▶ Records for this task:
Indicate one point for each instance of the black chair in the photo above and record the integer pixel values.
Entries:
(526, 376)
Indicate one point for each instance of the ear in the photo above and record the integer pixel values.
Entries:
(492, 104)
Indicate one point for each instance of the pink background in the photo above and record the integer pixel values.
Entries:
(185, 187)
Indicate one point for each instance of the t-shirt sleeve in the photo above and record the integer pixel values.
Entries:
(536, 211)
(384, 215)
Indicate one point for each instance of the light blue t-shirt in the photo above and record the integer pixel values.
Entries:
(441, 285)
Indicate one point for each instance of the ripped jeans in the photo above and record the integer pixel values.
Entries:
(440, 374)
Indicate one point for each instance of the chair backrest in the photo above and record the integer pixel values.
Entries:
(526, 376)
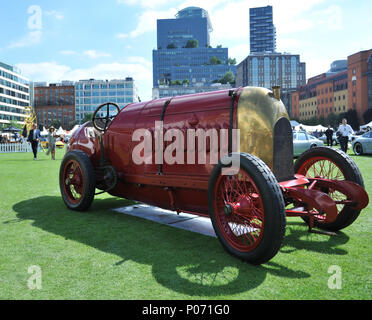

▶ Task objective:
Lines with the word "shirt" in them: report all of these from the listing above.

▶ Expected answer:
Indicate one point for each instance of the t-shirt sleeve in the photo above and record the integer pixel values.
Indicate one point for each instance of the light blue t-shirt in the photo above and record the integer pixel values.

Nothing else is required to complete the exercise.